§ **SHORT TASK A**
Answer these from the article on water access below:
(i) On what date was Human Rights Day, according to the article?
(ii) In what year was water named a human right?
(iii) What source supplied the data for the graph?

Why Do People Live Where Water Isn’t Available?


Thursday, December 11th, 2025

Yesterday, December 10th, happened to be Human Rights Day. Since water was named a human right in 2010, you might think that fifteen years down the line, every human would have access to safe water. And I wish I could say you were spot on.

But the truth is, the “haves” have been leaving our brothers and sisters in sub-Saharan Africa behind. While so many of us are waiting on in-home robot servants, people in the places we work are still struggling every single day without basic water infrastructure. 

In the communities we have not yet reached in sub-Saharan Africa, people leave home every day to collect water for their households. But they often find the only water sources available are far away, unsafe, overcrowded, or all of the above.

Graph based on data from the WHO/UNICEF Joint Monitoring Programme (JMP).

When people learn about this issue, a natural follow-up question for some would be: “Why don’t the people who live in sub-Saharan Africa just move?” Surely, if their governments aren’t providing necessary resources, the people of sub-Saharan Africa ought to move somewhere else, where reliable water infrastructure does exist.

§ **SHORT TASK B**
From the entries below, pull out every line that holds the string "engine".

§ **DATASET EXCERPTS**

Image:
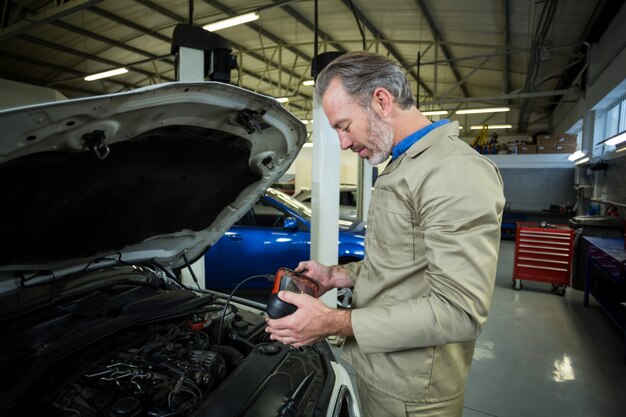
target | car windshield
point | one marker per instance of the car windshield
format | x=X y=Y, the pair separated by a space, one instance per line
x=290 y=202
x=301 y=208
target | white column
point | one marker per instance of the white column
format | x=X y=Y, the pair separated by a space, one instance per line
x=325 y=195
x=191 y=69
x=190 y=64
x=365 y=189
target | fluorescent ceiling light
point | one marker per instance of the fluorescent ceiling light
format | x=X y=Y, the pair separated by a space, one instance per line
x=478 y=127
x=434 y=112
x=616 y=140
x=106 y=74
x=489 y=110
x=576 y=155
x=233 y=21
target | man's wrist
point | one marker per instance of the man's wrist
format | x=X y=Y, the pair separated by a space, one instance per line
x=341 y=323
x=340 y=278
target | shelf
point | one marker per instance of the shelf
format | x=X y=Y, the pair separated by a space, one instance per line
x=529 y=161
x=612 y=203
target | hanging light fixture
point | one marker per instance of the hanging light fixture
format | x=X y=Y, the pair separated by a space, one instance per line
x=232 y=21
x=106 y=74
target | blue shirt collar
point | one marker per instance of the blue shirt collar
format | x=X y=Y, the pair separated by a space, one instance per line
x=407 y=142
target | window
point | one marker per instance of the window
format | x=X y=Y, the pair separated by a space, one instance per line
x=609 y=122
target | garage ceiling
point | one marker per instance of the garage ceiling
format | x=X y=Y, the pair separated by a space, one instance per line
x=524 y=54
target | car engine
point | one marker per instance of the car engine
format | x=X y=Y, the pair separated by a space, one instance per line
x=168 y=374
x=144 y=349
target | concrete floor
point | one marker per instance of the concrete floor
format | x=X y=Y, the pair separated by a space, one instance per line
x=543 y=355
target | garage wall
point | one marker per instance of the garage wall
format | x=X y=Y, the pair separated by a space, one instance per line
x=606 y=79
x=538 y=189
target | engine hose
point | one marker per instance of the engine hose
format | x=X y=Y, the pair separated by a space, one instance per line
x=232 y=355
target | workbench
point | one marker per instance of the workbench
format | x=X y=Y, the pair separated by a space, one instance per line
x=605 y=278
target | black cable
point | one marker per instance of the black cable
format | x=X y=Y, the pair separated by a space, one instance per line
x=358 y=23
x=219 y=330
x=193 y=275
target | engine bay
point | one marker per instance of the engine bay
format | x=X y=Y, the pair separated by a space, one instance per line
x=150 y=348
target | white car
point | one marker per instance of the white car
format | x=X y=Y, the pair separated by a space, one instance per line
x=104 y=201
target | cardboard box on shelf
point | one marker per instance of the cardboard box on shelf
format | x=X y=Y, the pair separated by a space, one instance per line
x=546 y=140
x=566 y=147
x=546 y=148
x=563 y=139
x=527 y=148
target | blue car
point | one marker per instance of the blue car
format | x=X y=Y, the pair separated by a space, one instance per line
x=275 y=233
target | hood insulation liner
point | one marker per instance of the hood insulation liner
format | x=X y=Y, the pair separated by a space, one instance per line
x=75 y=205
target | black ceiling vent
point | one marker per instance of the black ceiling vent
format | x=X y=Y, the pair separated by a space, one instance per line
x=218 y=60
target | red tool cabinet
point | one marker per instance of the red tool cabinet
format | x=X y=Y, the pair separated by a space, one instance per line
x=543 y=252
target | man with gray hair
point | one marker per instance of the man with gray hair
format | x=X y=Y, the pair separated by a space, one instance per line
x=422 y=293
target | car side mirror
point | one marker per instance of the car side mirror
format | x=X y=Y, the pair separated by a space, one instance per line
x=290 y=223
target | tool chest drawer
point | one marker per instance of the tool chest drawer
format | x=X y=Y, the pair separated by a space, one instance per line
x=543 y=252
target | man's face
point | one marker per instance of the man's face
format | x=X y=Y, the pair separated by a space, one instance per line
x=360 y=130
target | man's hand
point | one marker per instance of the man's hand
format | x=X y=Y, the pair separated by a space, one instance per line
x=328 y=277
x=312 y=322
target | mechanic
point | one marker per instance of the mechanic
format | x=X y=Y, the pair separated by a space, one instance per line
x=422 y=293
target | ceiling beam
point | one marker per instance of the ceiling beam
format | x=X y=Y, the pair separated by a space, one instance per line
x=86 y=56
x=175 y=17
x=59 y=68
x=109 y=41
x=124 y=22
x=535 y=94
x=443 y=46
x=230 y=12
x=33 y=81
x=305 y=22
x=47 y=16
x=393 y=51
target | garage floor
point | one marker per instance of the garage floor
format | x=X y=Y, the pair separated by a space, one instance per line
x=544 y=355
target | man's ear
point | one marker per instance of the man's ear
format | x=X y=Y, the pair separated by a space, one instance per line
x=382 y=102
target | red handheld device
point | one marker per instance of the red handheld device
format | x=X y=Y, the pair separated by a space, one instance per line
x=289 y=280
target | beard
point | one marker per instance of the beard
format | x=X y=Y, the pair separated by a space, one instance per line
x=379 y=138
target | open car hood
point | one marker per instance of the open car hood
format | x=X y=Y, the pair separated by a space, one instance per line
x=158 y=173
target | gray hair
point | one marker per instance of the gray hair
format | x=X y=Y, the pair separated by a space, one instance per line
x=363 y=72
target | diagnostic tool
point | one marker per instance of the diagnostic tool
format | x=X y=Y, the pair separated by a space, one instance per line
x=289 y=280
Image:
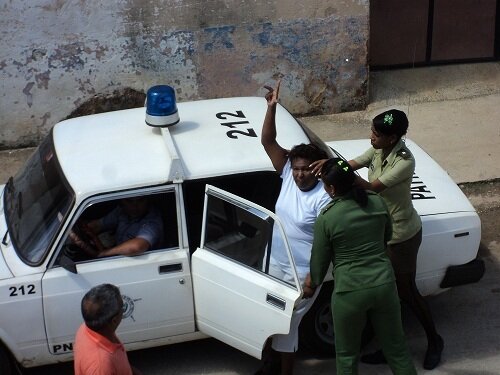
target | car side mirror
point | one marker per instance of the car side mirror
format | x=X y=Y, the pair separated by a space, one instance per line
x=68 y=264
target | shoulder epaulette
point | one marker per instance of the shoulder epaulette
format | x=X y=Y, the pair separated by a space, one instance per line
x=404 y=153
x=328 y=206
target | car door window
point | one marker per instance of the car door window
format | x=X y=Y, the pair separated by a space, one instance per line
x=108 y=224
x=240 y=232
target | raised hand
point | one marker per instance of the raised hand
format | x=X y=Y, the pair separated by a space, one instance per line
x=272 y=96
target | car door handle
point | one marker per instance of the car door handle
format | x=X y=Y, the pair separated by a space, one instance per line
x=167 y=268
x=276 y=301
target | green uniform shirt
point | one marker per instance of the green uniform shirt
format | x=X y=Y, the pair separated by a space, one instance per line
x=396 y=173
x=354 y=239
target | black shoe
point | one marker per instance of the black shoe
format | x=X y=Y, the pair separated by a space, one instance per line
x=433 y=357
x=375 y=358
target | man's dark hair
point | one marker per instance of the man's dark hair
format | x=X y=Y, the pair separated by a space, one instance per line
x=309 y=152
x=100 y=304
x=339 y=174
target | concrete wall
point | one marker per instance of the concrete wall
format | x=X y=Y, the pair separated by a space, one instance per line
x=56 y=55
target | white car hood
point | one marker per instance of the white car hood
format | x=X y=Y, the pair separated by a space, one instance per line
x=433 y=190
x=4 y=270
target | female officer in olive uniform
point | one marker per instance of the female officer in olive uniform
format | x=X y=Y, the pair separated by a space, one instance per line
x=352 y=232
x=390 y=171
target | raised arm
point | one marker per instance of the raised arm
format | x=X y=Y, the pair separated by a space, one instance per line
x=276 y=153
x=375 y=185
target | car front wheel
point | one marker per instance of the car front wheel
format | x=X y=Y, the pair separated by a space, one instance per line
x=316 y=334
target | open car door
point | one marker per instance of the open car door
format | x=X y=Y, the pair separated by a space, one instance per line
x=237 y=300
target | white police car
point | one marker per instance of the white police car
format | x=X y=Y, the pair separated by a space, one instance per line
x=215 y=188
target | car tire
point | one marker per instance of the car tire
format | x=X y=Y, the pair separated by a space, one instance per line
x=316 y=333
x=6 y=366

§ **FULL OUTPUT A**
(i) December 10th
(ii) 2010
(iii) The WHO/UNICEF Joint Monitoring Programme (JMP)

§ **FULL OUTPUT B**
target | car engine
point | one marker per instance of the car engine
target | engine hose
point | one marker per instance of the engine hose
target | engine bay
point | one marker per instance of the engine bay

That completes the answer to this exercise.